PROBLEM DESCRIPTION: Show each line in the rows below that contains the word "edges", copied in full.

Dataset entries
»»

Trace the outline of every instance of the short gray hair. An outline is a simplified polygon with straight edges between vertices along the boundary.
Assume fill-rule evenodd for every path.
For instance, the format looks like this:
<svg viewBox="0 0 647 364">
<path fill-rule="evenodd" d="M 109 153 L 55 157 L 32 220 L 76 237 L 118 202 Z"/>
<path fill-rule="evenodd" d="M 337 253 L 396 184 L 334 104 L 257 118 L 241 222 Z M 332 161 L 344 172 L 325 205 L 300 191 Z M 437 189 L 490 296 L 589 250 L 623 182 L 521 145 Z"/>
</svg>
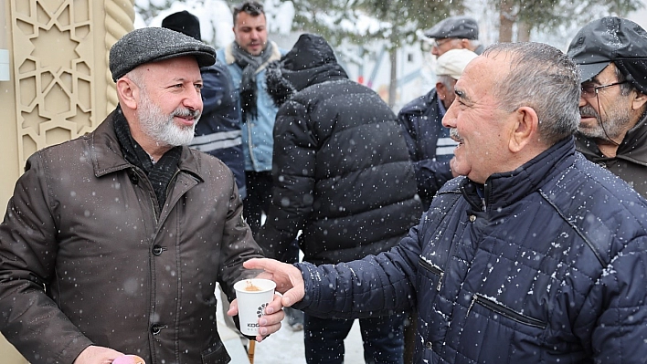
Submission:
<svg viewBox="0 0 647 364">
<path fill-rule="evenodd" d="M 579 124 L 579 68 L 559 49 L 543 43 L 498 43 L 483 56 L 507 53 L 510 71 L 494 87 L 499 108 L 533 108 L 548 146 L 573 135 Z"/>
</svg>

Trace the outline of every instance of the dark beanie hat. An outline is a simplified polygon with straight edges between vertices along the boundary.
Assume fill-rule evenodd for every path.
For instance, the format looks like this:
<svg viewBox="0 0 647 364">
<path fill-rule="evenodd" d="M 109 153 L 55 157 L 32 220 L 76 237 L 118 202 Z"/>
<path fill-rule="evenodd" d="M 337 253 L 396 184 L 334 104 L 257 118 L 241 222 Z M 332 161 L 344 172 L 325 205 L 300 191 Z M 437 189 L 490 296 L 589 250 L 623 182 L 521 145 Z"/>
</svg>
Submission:
<svg viewBox="0 0 647 364">
<path fill-rule="evenodd" d="M 197 40 L 202 40 L 200 20 L 197 19 L 197 16 L 186 10 L 173 13 L 164 17 L 164 20 L 162 20 L 162 27 L 186 34 Z"/>
<path fill-rule="evenodd" d="M 199 67 L 216 63 L 216 50 L 191 36 L 163 27 L 135 29 L 117 41 L 110 50 L 110 70 L 116 82 L 144 63 L 193 56 Z"/>
<path fill-rule="evenodd" d="M 639 91 L 647 93 L 647 32 L 617 16 L 606 16 L 584 26 L 568 46 L 581 70 L 581 82 L 596 77 L 610 63 Z"/>
<path fill-rule="evenodd" d="M 424 32 L 430 38 L 461 38 L 475 40 L 479 38 L 479 25 L 473 17 L 465 16 L 450 16 Z"/>
</svg>

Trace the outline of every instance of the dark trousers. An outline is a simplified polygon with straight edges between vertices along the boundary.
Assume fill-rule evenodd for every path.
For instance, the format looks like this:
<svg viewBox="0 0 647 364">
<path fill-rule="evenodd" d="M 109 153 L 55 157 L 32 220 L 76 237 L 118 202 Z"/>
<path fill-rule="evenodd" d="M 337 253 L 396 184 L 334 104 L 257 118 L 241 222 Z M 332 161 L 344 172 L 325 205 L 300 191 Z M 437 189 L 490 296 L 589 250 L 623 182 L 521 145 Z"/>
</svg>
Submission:
<svg viewBox="0 0 647 364">
<path fill-rule="evenodd" d="M 256 236 L 260 229 L 260 216 L 263 213 L 267 215 L 271 203 L 271 172 L 245 171 L 245 180 L 247 197 L 243 200 L 243 217 Z"/>
<path fill-rule="evenodd" d="M 353 321 L 319 318 L 306 314 L 303 320 L 306 362 L 343 363 L 344 339 Z M 403 314 L 359 319 L 366 364 L 403 364 Z"/>
</svg>

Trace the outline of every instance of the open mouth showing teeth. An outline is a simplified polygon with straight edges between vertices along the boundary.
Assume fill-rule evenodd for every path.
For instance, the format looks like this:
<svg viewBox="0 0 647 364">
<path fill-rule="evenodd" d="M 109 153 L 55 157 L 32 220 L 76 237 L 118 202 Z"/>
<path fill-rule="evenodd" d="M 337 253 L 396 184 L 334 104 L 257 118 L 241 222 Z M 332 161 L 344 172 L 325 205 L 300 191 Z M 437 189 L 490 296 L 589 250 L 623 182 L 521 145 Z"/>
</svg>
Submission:
<svg viewBox="0 0 647 364">
<path fill-rule="evenodd" d="M 456 131 L 456 129 L 454 128 L 450 129 L 450 138 L 459 143 L 459 145 L 462 144 L 462 138 L 461 138 L 458 131 Z"/>
</svg>

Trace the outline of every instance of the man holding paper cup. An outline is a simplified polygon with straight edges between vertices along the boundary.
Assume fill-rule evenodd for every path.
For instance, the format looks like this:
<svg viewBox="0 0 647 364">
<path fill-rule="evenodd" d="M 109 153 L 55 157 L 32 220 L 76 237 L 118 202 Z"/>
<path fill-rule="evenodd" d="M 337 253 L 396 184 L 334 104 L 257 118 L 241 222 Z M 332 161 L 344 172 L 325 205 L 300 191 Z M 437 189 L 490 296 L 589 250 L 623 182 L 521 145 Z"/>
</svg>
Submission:
<svg viewBox="0 0 647 364">
<path fill-rule="evenodd" d="M 233 299 L 261 251 L 231 171 L 186 146 L 203 109 L 199 68 L 215 61 L 170 29 L 125 35 L 110 52 L 116 109 L 28 159 L 0 224 L 0 331 L 29 362 L 230 361 L 216 284 Z M 259 341 L 284 317 L 268 299 Z"/>
</svg>

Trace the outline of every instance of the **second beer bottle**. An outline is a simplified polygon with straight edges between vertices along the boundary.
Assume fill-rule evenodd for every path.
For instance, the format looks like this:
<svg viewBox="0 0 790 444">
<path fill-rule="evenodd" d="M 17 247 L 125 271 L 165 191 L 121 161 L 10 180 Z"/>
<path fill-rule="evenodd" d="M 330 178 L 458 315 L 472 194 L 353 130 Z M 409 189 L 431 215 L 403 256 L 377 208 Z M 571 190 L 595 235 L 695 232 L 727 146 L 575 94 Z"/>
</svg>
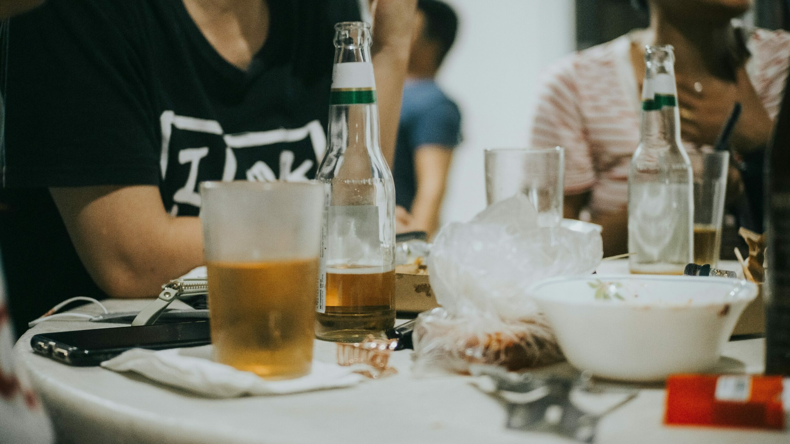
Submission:
<svg viewBox="0 0 790 444">
<path fill-rule="evenodd" d="M 318 339 L 358 342 L 395 323 L 395 186 L 382 156 L 371 27 L 335 25 L 326 154 L 329 184 L 316 302 Z"/>
</svg>

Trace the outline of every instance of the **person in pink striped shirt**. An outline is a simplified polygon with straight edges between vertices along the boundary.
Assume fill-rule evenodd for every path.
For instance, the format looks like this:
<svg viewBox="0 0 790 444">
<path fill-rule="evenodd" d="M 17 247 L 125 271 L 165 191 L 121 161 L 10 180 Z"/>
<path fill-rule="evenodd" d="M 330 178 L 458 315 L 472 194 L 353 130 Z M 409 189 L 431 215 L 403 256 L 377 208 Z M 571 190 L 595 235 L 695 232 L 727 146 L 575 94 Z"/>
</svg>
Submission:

««

RESPONSE TO THIS EXERCISE:
Trace the outline of every instance of the short gray hair. An outline is a simplified polygon with straight edges between vertices along the boundary.
Trace the outline of every instance of the dark beanie hat. An outline is a simplified polygon with straight edges between vertices along the boundary.
Trace the outline of every instance of the dark trousers. An outline is a simplified polygon with straight edges between vertices along the boundary.
Trace the outline of every instance of the open mouth showing teeth. An outline is a simplified polygon with straight edges between vertices along the boundary.
Trace the outline of every instance of the man holding paper cup. An outline is a simplified polygon with straight edges between vertices along the boundary.
Trace the outline of every instance of the **second beer bottle**. An outline is a simplified polygon with straight edges between vertices along the boundary.
Trace the outline of every instance of the **person in pink striped shirt**. An outline is a simplified polygon with straight edges between vertices along the boundary.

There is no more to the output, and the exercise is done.